Work to be completed: Reproduce the data exactly and drop any pictures it holds.

=== Source records ===

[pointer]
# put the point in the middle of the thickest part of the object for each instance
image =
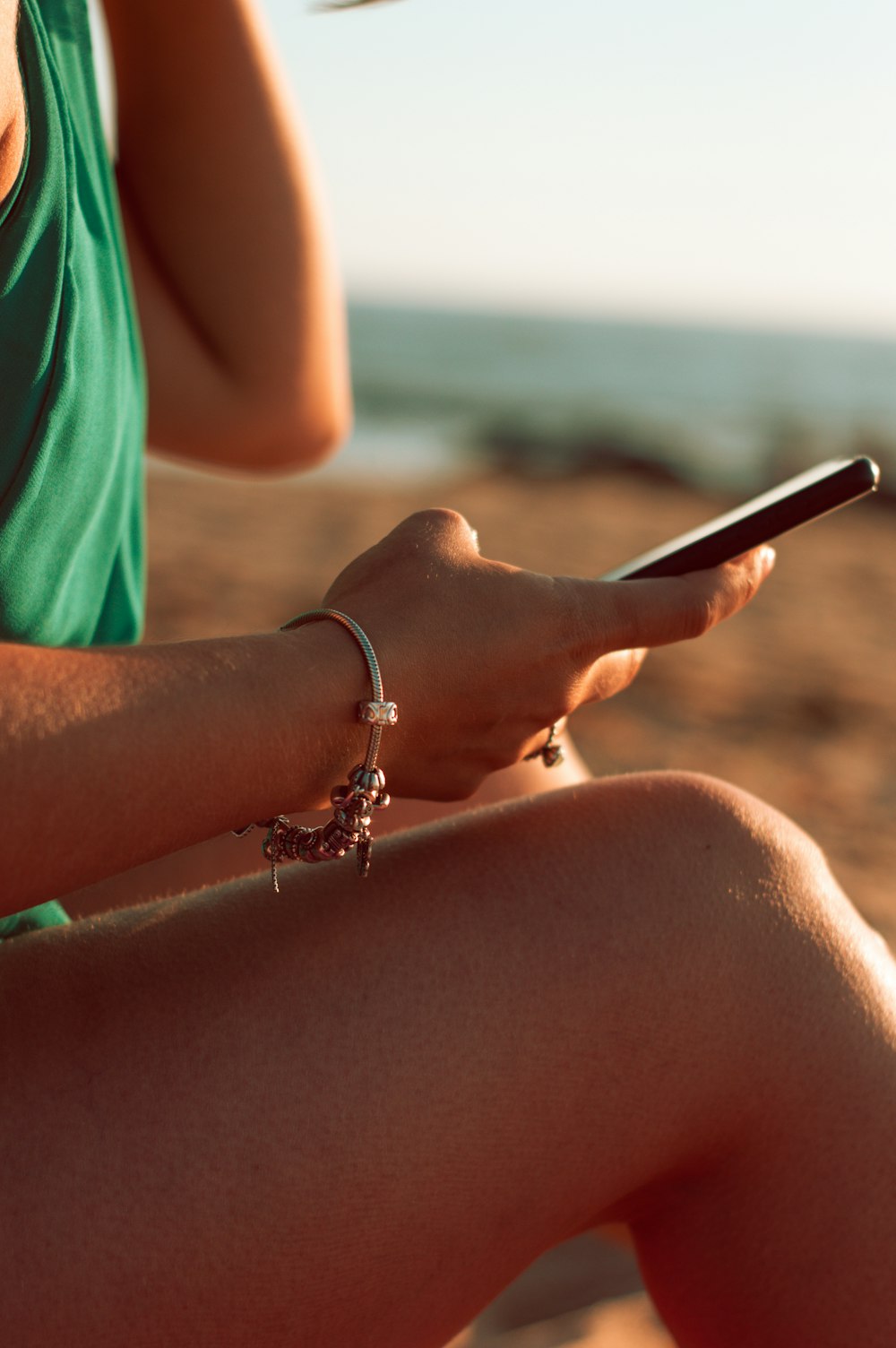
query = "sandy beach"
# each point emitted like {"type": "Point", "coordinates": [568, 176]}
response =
{"type": "Point", "coordinates": [795, 700]}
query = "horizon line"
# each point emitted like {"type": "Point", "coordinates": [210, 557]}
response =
{"type": "Point", "coordinates": [730, 321]}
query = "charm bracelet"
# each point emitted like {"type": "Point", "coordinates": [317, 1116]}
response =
{"type": "Point", "coordinates": [356, 799]}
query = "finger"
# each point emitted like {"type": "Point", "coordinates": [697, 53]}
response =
{"type": "Point", "coordinates": [439, 529]}
{"type": "Point", "coordinates": [658, 612]}
{"type": "Point", "coordinates": [612, 674]}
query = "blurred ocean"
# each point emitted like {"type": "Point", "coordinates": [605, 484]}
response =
{"type": "Point", "coordinates": [446, 391]}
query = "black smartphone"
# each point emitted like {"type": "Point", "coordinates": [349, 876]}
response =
{"type": "Point", "coordinates": [797, 502]}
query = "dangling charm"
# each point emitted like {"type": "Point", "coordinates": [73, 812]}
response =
{"type": "Point", "coordinates": [355, 801]}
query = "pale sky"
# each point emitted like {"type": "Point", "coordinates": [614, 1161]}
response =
{"type": "Point", "coordinates": [689, 160]}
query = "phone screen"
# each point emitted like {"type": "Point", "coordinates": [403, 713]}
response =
{"type": "Point", "coordinates": [797, 502]}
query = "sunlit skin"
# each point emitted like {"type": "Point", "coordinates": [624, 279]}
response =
{"type": "Point", "coordinates": [352, 1112]}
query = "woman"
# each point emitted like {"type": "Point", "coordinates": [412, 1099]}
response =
{"type": "Point", "coordinates": [352, 1111]}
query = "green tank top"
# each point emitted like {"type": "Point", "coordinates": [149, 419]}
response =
{"type": "Point", "coordinates": [72, 380]}
{"type": "Point", "coordinates": [72, 376]}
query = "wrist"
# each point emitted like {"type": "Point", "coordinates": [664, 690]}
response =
{"type": "Point", "coordinates": [307, 695]}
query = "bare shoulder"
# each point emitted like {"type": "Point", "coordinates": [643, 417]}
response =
{"type": "Point", "coordinates": [11, 100]}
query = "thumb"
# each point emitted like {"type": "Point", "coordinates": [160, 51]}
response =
{"type": "Point", "coordinates": [658, 612]}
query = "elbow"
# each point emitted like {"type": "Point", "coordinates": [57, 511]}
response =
{"type": "Point", "coordinates": [301, 441]}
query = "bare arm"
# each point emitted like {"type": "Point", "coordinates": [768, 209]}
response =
{"type": "Point", "coordinates": [238, 302]}
{"type": "Point", "coordinates": [114, 756]}
{"type": "Point", "coordinates": [111, 758]}
{"type": "Point", "coordinates": [11, 100]}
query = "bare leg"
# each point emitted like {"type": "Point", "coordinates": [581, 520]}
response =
{"type": "Point", "coordinates": [352, 1114]}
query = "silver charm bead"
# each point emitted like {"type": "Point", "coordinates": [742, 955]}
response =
{"type": "Point", "coordinates": [379, 713]}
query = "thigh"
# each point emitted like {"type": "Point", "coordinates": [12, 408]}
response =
{"type": "Point", "coordinates": [350, 1114]}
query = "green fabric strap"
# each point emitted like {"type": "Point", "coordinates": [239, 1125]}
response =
{"type": "Point", "coordinates": [72, 379]}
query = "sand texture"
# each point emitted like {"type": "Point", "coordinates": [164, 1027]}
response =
{"type": "Point", "coordinates": [795, 700]}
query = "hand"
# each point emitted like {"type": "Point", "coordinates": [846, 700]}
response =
{"type": "Point", "coordinates": [483, 657]}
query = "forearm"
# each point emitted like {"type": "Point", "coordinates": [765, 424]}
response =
{"type": "Point", "coordinates": [225, 229]}
{"type": "Point", "coordinates": [114, 756]}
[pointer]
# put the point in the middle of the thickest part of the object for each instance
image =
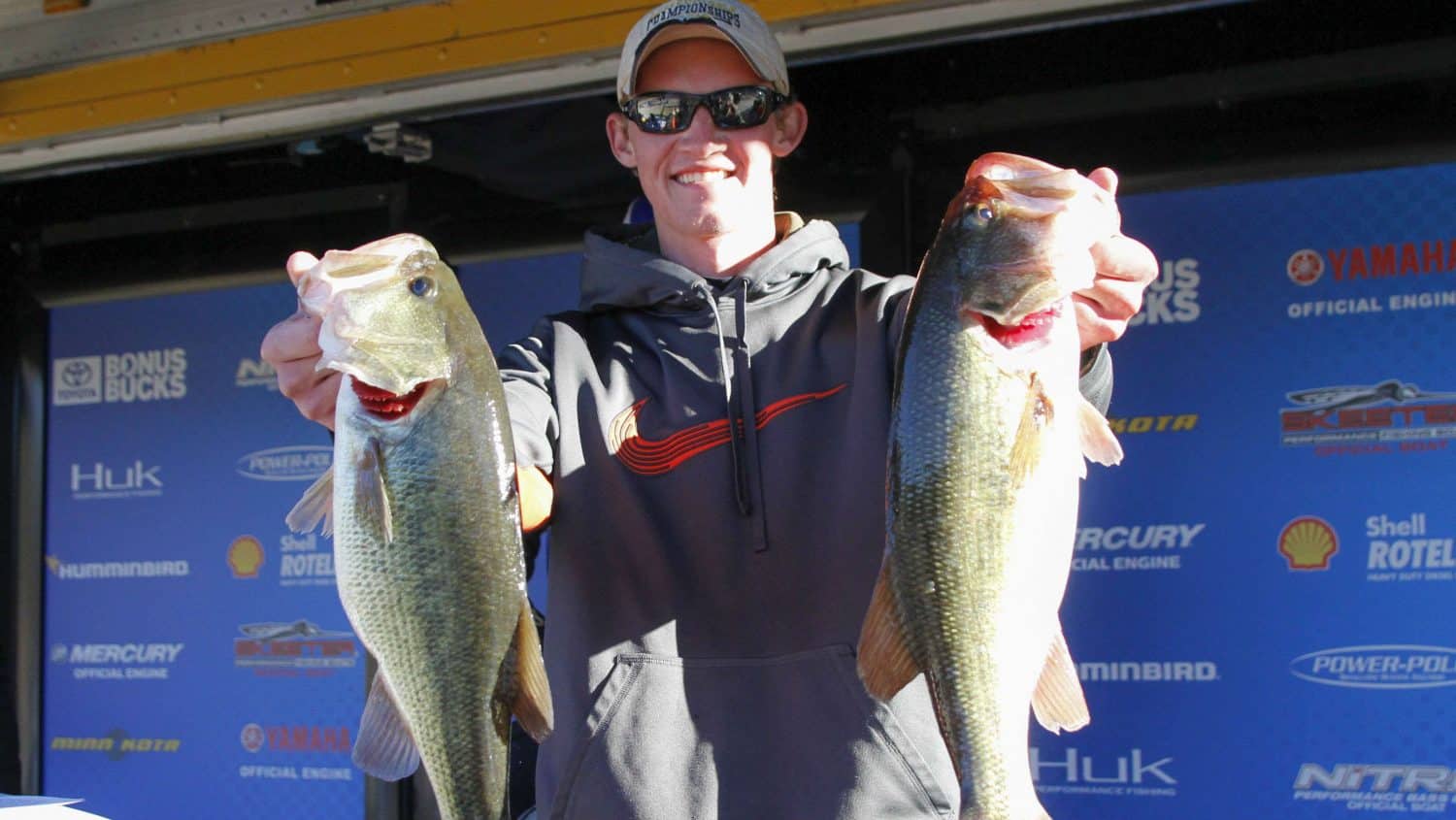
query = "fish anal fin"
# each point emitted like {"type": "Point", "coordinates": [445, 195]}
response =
{"type": "Point", "coordinates": [384, 747]}
{"type": "Point", "coordinates": [1057, 701]}
{"type": "Point", "coordinates": [370, 496]}
{"type": "Point", "coordinates": [1098, 442]}
{"type": "Point", "coordinates": [885, 663]}
{"type": "Point", "coordinates": [314, 506]}
{"type": "Point", "coordinates": [1031, 433]}
{"type": "Point", "coordinates": [532, 705]}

===

The reply:
[pointer]
# put the point in the middle of the thickest part of the object for each instance
image =
query = "sandy beach"
# each point emitted like {"type": "Point", "coordinates": [568, 176]}
response =
{"type": "Point", "coordinates": [795, 700]}
query = "horizon line"
# each point emitted like {"type": "Point", "coordinates": [210, 557]}
response =
{"type": "Point", "coordinates": [730, 321]}
query = "charm bracelet"
# each point emitted like {"type": "Point", "coordinates": [317, 1116]}
response =
{"type": "Point", "coordinates": [356, 799]}
query = "finger"
# each point emitted like {"type": "Point", "coordinates": [697, 53]}
response =
{"type": "Point", "coordinates": [439, 529]}
{"type": "Point", "coordinates": [658, 612]}
{"type": "Point", "coordinates": [612, 674]}
query = "blurred ocean"
# each point emitted like {"type": "Point", "coordinates": [605, 484]}
response =
{"type": "Point", "coordinates": [446, 391]}
query = "black smartphone"
# each point emitted like {"type": "Point", "coordinates": [349, 876]}
response =
{"type": "Point", "coordinates": [797, 502]}
query = "dangling charm"
# each point emitted like {"type": "Point", "coordinates": [73, 812]}
response =
{"type": "Point", "coordinates": [355, 801]}
query = "pale sky"
# each point emitted like {"type": "Point", "coordinates": [614, 1161]}
response =
{"type": "Point", "coordinates": [689, 160]}
query = "phone screen"
# each point emitted like {"type": "Point", "coordinates": [403, 713]}
response =
{"type": "Point", "coordinates": [797, 502]}
query = "sunlit skin"
# each point emitted like {"type": "Point", "coordinates": [624, 279]}
response =
{"type": "Point", "coordinates": [352, 1112]}
query = "woman"
# each point emitted like {"type": "Point", "coordinates": [412, 1099]}
response =
{"type": "Point", "coordinates": [352, 1111]}
query = "green tank top"
# each point emitted like {"type": "Point", "coordinates": [149, 419]}
response =
{"type": "Point", "coordinates": [72, 380]}
{"type": "Point", "coordinates": [72, 376]}
query = "wrist"
# each point emitted like {"type": "Point", "coordinates": [664, 690]}
response =
{"type": "Point", "coordinates": [307, 695]}
query = "bare shoulder"
# each point emitted like {"type": "Point", "coordinates": [643, 417]}
response =
{"type": "Point", "coordinates": [11, 100]}
query = "thumb"
# each point emitted like {"type": "Point", "coordinates": [160, 51]}
response =
{"type": "Point", "coordinates": [658, 612]}
query = "elbow"
# each point emitted like {"type": "Point", "coordinates": [57, 511]}
response =
{"type": "Point", "coordinates": [301, 441]}
query = "bare arm"
# each point emitted like {"type": "Point", "coordinates": [768, 209]}
response =
{"type": "Point", "coordinates": [238, 302]}
{"type": "Point", "coordinates": [114, 756]}
{"type": "Point", "coordinates": [111, 758]}
{"type": "Point", "coordinates": [11, 100]}
query = "bare leg"
# each point emitted like {"type": "Point", "coordinates": [581, 520]}
response =
{"type": "Point", "coordinates": [352, 1114]}
query = "silver charm bead"
# each point emitted like {"type": "Point", "coordinates": [742, 955]}
response =
{"type": "Point", "coordinates": [379, 713]}
query = "thigh"
# each point emitted like {"type": "Point", "coordinates": [12, 408]}
response =
{"type": "Point", "coordinates": [350, 1114]}
query = "green fabric strap"
# each point emitted like {"type": "Point", "coordinates": [239, 1125]}
response =
{"type": "Point", "coordinates": [72, 379]}
query = "sand texture"
# each point emitted like {"type": "Point", "coordinates": [164, 1027]}
response =
{"type": "Point", "coordinates": [795, 700]}
query = "hand"
# each point emitted like {"type": "Point", "coordinates": [846, 700]}
response =
{"type": "Point", "coordinates": [483, 657]}
query = "forearm"
# each point emitted like {"type": "Point", "coordinates": [765, 424]}
response =
{"type": "Point", "coordinates": [225, 229]}
{"type": "Point", "coordinates": [114, 756]}
[pointer]
# put the point in the middle of the thickest part of the object for each instance
image =
query = "fish anal fin"
# each point emitted like {"type": "Point", "coordinates": [445, 195]}
response =
{"type": "Point", "coordinates": [384, 747]}
{"type": "Point", "coordinates": [1057, 701]}
{"type": "Point", "coordinates": [370, 496]}
{"type": "Point", "coordinates": [1098, 442]}
{"type": "Point", "coordinates": [885, 663]}
{"type": "Point", "coordinates": [314, 506]}
{"type": "Point", "coordinates": [1031, 433]}
{"type": "Point", "coordinates": [532, 705]}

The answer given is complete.